> _Exercise passage_:

The mechanisms of communication between mitochondria and lysosomes and the impact that the alteration of one organelle could have on the integrity of the other may contribute to the development of pathologies deserving attention [10]. A key stress component in the cell is metabolism that allows to redirect fuels to generate energy or to convert it into building blocks. Thus, anabolism and catabolism rely heavily on mitochondria and lysosomes which are also regulators of metabolic activity across the cells. The assessment of the endocytic status in the context of mitochondrial deregulation and its implication in tumorigenesis and cancer progression has been up to now poorly investigated.

In this work, we have analyzed the endocytic pathway in NDUFS3-silenced pancreatic cancer cells in order to investigate the impact on of late endocytic pathway and, in particular on lysosomes. NDUFS3 is a nuclear-encoded mitochondrial gene, whose ablation was reported to impair CI function [18]. It is necessary to premise that, in the first instance, we have assessed the effect of transient silencing of NDUFS3 on mitochondria. Indeed, this protein is essential to CI assembly and mitochondrial function [38], but transient silencing may not be enough to induce functional effect because of the polyploidy nature of mitochondria and the existence of several compensatory mechanisms [51, 52]. Thus, after performing RNA interference for different times, we chose the 7 and 9 day time points for YAPC and MIA PaCa-2 cells, respectively, to establish whether prolonged low levels of NDUFS3 protein may affect mitochondrial function. Interestingly, analyses of the expression of mitochondrial respiratory chain subunits, mitochondrial function, and abundance demonstrated that NDUFS3 transient silencing is sufficient to affect mitochondrial physiology.

> _Provided data_:
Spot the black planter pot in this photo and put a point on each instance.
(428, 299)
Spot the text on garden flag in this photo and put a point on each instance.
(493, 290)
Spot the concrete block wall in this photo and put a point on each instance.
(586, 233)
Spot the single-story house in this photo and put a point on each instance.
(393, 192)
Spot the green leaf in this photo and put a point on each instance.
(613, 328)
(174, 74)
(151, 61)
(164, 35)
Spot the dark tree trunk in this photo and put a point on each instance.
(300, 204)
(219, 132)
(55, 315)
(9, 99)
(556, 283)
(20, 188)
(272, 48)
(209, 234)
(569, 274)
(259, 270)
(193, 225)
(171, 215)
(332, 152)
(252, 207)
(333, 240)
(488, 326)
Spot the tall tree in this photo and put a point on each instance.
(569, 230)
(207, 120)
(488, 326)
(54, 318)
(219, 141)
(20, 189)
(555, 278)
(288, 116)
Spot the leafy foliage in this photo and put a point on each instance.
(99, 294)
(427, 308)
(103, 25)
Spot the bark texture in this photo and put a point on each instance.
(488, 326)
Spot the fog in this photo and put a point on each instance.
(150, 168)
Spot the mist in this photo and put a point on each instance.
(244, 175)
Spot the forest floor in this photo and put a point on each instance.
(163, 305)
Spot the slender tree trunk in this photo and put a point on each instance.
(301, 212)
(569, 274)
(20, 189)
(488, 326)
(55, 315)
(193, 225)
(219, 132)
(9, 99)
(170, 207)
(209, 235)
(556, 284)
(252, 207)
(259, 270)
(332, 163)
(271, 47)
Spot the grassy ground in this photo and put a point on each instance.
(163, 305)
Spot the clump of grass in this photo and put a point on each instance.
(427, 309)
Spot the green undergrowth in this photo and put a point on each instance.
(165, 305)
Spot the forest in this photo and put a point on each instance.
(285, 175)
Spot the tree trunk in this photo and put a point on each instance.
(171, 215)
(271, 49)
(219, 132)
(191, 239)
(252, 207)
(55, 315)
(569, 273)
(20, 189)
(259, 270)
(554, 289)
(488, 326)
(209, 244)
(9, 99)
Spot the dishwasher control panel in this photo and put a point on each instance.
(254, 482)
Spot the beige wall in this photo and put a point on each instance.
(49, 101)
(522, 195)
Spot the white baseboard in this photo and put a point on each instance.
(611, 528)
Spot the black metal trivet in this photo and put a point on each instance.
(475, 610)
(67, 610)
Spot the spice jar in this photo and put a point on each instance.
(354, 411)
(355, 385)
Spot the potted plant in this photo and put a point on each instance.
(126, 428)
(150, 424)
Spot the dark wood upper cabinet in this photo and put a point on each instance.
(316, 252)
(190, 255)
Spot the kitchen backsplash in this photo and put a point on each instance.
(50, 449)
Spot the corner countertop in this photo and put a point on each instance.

> _Task instructions_:
In the passage on NDUFS3 silencing in pancreatic cancer cells, which time points were chosen for the YAPC and MIA PaCa-2 cells?

> _Response box_:
Seven days for YAPC cells and nine days for MIA PaCa-2 cells.